**MATERIAL PROVIDED:**

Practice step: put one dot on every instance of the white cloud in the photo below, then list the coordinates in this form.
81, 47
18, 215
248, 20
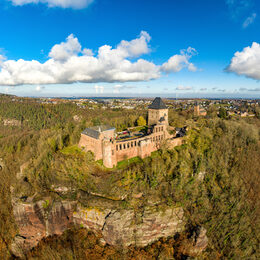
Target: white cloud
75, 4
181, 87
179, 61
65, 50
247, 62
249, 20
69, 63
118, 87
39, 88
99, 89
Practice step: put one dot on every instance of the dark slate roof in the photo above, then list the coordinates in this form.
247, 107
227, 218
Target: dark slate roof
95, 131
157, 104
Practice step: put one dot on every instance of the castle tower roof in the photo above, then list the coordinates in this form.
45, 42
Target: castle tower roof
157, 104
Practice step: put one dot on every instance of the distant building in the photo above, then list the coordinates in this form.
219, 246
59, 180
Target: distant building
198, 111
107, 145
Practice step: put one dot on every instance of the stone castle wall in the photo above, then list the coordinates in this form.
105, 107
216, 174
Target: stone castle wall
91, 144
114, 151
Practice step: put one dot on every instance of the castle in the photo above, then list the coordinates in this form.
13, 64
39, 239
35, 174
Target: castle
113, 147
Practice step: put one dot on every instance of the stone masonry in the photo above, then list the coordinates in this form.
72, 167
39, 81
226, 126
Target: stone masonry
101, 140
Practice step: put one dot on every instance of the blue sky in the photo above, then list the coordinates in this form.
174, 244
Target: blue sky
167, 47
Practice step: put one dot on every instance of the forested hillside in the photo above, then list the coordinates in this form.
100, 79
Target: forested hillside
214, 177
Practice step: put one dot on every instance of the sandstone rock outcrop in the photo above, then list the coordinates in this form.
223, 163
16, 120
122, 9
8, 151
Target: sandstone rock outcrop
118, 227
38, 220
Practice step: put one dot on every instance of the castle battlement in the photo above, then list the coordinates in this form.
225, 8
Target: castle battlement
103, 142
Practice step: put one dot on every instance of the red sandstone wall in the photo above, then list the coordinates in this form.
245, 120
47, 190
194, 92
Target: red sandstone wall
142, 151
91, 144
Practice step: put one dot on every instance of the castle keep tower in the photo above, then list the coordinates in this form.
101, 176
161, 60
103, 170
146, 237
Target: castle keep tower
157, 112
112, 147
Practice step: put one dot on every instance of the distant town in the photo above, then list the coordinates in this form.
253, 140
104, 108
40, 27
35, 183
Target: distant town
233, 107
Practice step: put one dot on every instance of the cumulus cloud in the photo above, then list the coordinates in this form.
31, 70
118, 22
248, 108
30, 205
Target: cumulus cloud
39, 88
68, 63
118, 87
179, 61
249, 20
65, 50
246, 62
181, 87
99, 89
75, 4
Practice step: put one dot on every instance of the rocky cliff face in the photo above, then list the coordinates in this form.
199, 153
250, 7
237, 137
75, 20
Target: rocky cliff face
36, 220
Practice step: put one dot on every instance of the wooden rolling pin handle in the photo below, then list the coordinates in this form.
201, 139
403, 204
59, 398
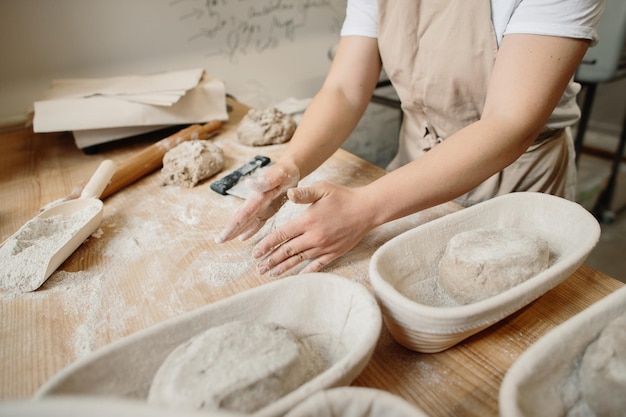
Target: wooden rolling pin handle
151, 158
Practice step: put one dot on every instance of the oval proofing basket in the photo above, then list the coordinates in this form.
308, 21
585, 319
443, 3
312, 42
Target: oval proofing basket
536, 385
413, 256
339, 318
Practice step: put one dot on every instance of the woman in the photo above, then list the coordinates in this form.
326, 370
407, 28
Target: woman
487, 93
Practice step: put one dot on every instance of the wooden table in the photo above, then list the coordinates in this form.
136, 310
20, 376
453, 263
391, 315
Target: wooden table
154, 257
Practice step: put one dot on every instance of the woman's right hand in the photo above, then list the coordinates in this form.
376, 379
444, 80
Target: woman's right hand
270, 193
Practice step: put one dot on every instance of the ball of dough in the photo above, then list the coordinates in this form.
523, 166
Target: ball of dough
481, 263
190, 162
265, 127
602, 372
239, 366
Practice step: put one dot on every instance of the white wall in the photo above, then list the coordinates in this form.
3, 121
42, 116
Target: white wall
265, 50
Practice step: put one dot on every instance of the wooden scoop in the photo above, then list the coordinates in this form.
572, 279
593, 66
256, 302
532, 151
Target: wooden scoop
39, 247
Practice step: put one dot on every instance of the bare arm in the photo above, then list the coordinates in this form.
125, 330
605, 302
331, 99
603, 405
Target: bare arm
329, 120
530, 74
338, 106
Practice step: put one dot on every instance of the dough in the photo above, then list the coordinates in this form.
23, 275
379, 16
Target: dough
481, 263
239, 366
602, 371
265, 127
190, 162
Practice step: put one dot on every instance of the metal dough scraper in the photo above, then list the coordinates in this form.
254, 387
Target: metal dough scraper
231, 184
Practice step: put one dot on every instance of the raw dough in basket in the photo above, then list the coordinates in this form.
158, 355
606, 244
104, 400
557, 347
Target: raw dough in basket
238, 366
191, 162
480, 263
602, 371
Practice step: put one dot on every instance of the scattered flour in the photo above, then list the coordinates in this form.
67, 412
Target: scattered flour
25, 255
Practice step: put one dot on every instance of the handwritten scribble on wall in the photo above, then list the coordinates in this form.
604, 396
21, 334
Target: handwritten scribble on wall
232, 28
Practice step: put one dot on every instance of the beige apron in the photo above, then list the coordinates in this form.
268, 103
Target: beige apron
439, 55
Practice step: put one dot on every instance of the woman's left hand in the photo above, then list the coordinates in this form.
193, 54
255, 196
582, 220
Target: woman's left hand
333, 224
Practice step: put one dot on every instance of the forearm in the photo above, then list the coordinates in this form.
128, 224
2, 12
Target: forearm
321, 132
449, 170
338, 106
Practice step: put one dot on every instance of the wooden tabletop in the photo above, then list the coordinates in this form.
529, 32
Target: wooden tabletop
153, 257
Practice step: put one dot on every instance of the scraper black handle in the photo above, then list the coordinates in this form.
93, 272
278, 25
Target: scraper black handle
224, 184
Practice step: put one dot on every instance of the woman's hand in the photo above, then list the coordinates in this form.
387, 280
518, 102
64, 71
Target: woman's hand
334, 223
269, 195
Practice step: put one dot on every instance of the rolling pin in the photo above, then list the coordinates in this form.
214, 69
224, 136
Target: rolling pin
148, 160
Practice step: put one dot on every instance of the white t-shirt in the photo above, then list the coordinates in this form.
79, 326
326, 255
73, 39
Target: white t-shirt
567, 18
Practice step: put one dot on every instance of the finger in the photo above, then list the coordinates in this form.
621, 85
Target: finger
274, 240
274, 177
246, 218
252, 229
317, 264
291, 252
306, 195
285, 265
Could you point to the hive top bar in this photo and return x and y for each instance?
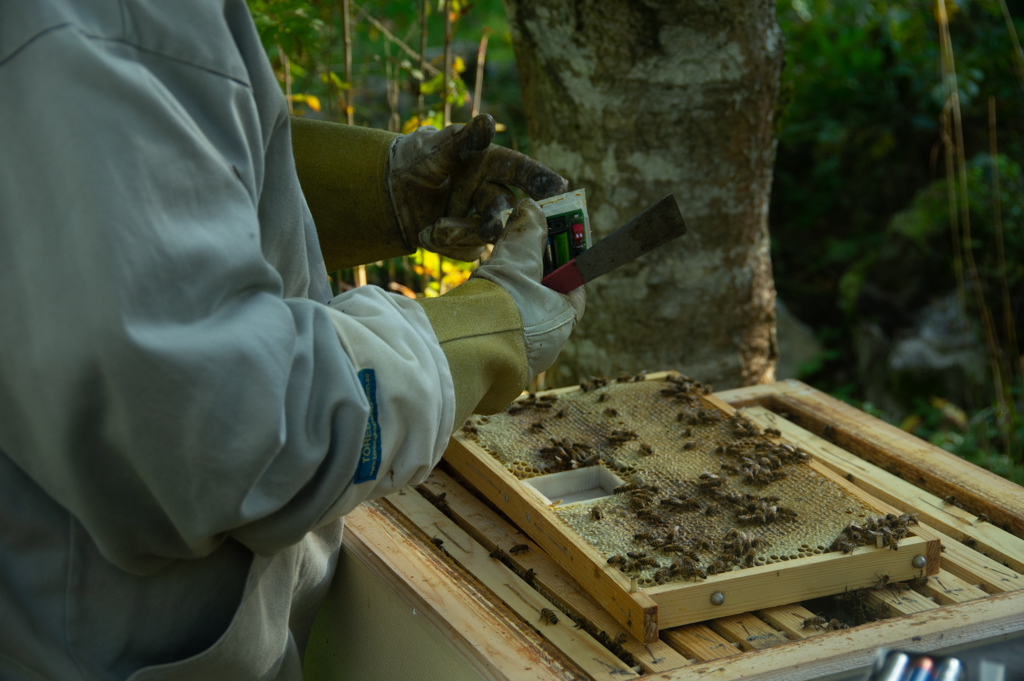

...

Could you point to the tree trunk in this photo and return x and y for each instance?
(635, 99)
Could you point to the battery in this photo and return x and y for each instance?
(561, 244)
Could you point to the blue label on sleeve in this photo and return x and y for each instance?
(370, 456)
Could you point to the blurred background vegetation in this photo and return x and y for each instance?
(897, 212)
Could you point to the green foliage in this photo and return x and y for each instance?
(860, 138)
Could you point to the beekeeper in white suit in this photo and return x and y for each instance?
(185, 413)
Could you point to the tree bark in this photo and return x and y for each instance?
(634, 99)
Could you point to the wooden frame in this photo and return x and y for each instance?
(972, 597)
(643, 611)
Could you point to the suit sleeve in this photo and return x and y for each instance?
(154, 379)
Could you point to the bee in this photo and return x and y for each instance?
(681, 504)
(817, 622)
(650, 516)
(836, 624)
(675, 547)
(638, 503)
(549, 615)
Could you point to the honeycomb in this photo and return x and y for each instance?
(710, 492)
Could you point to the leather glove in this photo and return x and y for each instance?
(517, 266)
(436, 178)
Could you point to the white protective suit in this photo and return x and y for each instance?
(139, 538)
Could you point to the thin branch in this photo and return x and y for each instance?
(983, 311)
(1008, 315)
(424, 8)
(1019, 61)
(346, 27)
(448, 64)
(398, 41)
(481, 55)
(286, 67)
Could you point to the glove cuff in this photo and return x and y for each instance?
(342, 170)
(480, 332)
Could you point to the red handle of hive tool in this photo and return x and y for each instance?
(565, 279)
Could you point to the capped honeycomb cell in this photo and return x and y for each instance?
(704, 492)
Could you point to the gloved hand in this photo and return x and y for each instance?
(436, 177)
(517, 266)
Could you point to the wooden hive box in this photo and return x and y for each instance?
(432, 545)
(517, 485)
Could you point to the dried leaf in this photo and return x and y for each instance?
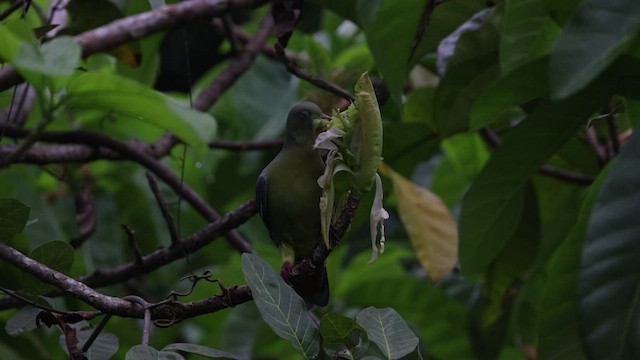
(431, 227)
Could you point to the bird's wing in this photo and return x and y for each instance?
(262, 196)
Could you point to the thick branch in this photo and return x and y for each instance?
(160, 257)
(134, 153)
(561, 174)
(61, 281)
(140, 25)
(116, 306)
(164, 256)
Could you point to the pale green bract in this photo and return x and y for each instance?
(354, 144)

**WHAT YOU NEED TO DO:** Write out each line above with the word "below".

**SOLUTION TO THIS TASK:**
Practice step: put one dot on every instance of the white cloud in the photo below, then list the coordinates in this form.
Practice step: put one dot on every instance of the wooden rolling pin handle in the photo below, then list the coordinates in this form.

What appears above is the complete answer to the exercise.